I must say I am impressed, and a little bit positively surprised, to see three German cities among the top-ten cities world-wide!
The top cities in the Americas are Vancouver (3rd), Toronto (15th), Ottawa (tied for 18th), Montreal (22nd), Calgary (24th), Honululu (27th), San Francisco (29th), Boston (36th), Washington DC, Chicago (both 44th), Portland OR (46th), New York City (48th), and Seattle (49th).
Of course, there are some caveats connected with this list. For one thing, as stated on the MHR website, one may distinguish between "quality of living", and "quality of life":
A city with a high quality of living index is a safe and stable one, but it may be lacking the dynamic je ne sais quoi that makes people want to live in world-renowned cities such as Paris, Tokyo, London or New York. [..] What makes one person's quality of life better or worse cannot be quantified in an objective index. Therefore, Mercer's quality of living report reflects only the tangible aspects of living in a city on expatriate assignments, and leaves the question of the quality of one's life to those living it!

* **To do**:
(a) Answer these questions using the passage on city rankings, one answer per line:
(i) How many German cities are among the top ten worldwide?
(ii) What rank does Vancouver hold?
(iii) Which four cities are given as world-renowned places that people want to live in?
(b) Proceed with the passage on city rankings, continuing it after its last sentence.
The material after this passage stands on its own and is unrelated to the passage on city rankings.

* **Entries supplied**:
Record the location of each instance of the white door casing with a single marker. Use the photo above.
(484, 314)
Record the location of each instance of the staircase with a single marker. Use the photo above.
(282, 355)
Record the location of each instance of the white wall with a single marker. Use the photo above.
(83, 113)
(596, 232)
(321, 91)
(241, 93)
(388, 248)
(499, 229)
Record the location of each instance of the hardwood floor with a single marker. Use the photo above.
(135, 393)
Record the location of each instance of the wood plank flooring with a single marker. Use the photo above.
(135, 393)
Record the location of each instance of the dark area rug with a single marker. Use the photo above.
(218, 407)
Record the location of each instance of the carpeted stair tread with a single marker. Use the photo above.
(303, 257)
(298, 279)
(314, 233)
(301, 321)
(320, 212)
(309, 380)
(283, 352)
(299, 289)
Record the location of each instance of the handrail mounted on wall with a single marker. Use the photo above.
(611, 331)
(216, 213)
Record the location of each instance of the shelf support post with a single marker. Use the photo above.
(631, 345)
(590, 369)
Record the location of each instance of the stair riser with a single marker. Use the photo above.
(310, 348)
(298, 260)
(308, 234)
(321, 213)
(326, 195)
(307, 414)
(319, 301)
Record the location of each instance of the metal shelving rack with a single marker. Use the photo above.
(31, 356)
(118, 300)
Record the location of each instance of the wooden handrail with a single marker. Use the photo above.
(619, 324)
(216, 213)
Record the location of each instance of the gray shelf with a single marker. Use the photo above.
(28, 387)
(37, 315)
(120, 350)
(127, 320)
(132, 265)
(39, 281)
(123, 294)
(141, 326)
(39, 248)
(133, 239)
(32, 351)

* **Answers to the exercise**:
(a)
(i) Three
(ii) 3rd
(iii) Paris, Tokyo, London and New York

(b)
The second point is that you may wonder about the error bars attached to the index. I didn't see this discussed anywhere on the website, and I wonder how reliable the decimals of the index as stated in the list can be. Moreover, you may naively expect that the the index shows some Gaussian, bell-shaped distribution - I was surprised that this is not the case, and that it is nearly flat:
Now, of course, the top 50 cities are the upper end of the distribution of 215 cities (unfortunately, I could not find the complete data set) but I would have expected a different picture, and a smoother distribution with a clearer decrease with increasing index. And from this distribution, I would estimate the error in the index on the order of at least 1 point.
But even with such an error, it is quite safe to group Frankfurt among the top ten cities or so - and that's nice!